#### [Text block]
##########

= Jane Rosenberg =

American courtroom artist

Jane Rosenberg is an American courtroom artist known for her pastel sketches of high-profile defendants, including Donald Trump, Harvey Weinstein, Jeffrey Epstein, Sean Combs, Tom Brady and Bill Cosby.

== Biography ==

Rosenberg studied fine art at the Art Students League of New York, where abstract art was more popular than her preferred realism. She describes herself as having been a "closet portrait artist", drawing portraits in her kitchen. After graduating, she worked as a portrait artist in Provincetown, Massachusetts, sketching tourists for a dollar and busking by reproducing famous paintings in sidewalk chalk. When Rosenberg attended a lecture by courtroom artist Marilyn Church at the Society of Illustrators, she was inspired to attempt courtroom sketches herself.

To prepare a portfolio, Rosenberg began to attend the evening sessions of the New York City Criminal Court, where she sketched prostitutes at their arraignments. When she asked a court officer where the artists sat, he invited her to join them in the jury box the following week during the arraignment of Craig Crimmins. CNN declined to buy the sketch, but Rosenberg successfully sold it to NBC, which aired the image on the evening news. The 1980 sale began Rosenberg's career as a courtroom artist.

Rosenberg, who has now worked as a courtroom sketch artist for more than 40 years, lives on the Upper West Side of Manhattan, near Columbia University. She is married to a criminal defense attorney whom she met at a courthouse; the couple have one child.

##########

In the article on Jane Rosenberg, which network bought and aired her sketch from the arraignment of Craig Crimmins?

##########

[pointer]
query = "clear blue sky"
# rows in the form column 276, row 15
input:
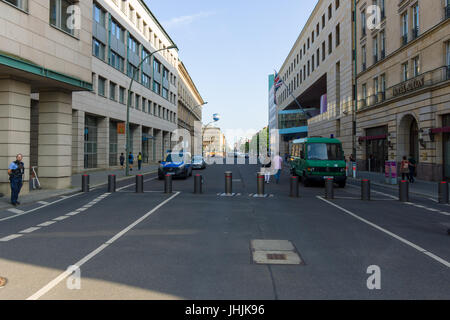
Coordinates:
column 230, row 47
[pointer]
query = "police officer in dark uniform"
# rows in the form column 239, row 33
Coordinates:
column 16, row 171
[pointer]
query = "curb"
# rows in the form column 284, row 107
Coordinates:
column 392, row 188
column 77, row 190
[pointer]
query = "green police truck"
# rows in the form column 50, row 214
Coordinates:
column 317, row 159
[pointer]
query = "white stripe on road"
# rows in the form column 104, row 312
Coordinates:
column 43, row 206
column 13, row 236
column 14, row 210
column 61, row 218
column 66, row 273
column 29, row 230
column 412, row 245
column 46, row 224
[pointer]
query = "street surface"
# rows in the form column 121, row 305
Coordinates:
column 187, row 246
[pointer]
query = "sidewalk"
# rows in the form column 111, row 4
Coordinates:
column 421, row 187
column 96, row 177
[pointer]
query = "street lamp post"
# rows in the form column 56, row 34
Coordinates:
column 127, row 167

##########

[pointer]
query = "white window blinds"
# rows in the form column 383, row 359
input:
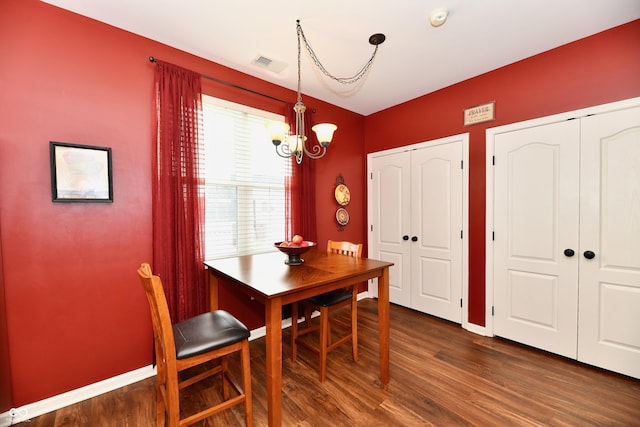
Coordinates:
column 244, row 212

##########

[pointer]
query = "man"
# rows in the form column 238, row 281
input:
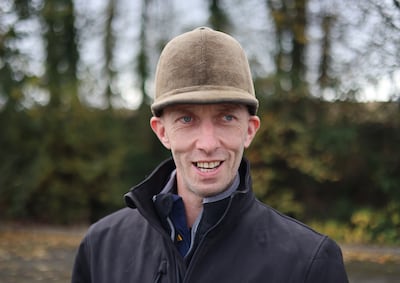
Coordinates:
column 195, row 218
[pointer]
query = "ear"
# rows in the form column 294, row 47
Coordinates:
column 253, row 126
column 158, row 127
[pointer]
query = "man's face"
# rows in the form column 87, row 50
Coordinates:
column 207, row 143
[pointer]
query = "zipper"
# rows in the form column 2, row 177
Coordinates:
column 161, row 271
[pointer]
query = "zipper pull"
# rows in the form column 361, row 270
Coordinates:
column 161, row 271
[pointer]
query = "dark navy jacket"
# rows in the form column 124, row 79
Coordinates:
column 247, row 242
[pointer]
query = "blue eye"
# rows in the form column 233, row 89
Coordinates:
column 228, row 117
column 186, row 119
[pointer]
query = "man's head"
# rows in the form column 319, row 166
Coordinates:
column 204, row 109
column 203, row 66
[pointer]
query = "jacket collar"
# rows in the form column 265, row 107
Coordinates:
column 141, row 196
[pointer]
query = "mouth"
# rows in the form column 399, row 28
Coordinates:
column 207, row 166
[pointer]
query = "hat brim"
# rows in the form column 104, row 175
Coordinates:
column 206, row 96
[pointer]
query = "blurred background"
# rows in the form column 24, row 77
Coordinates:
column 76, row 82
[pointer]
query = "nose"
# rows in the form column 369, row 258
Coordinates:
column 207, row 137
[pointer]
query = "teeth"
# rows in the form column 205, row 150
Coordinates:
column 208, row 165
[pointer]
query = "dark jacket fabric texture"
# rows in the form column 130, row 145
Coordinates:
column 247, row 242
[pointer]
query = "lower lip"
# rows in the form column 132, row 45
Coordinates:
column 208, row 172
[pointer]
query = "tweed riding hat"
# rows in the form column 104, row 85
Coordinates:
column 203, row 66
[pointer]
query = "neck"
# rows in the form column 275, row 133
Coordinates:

##########

#### [Expected answer]
NBC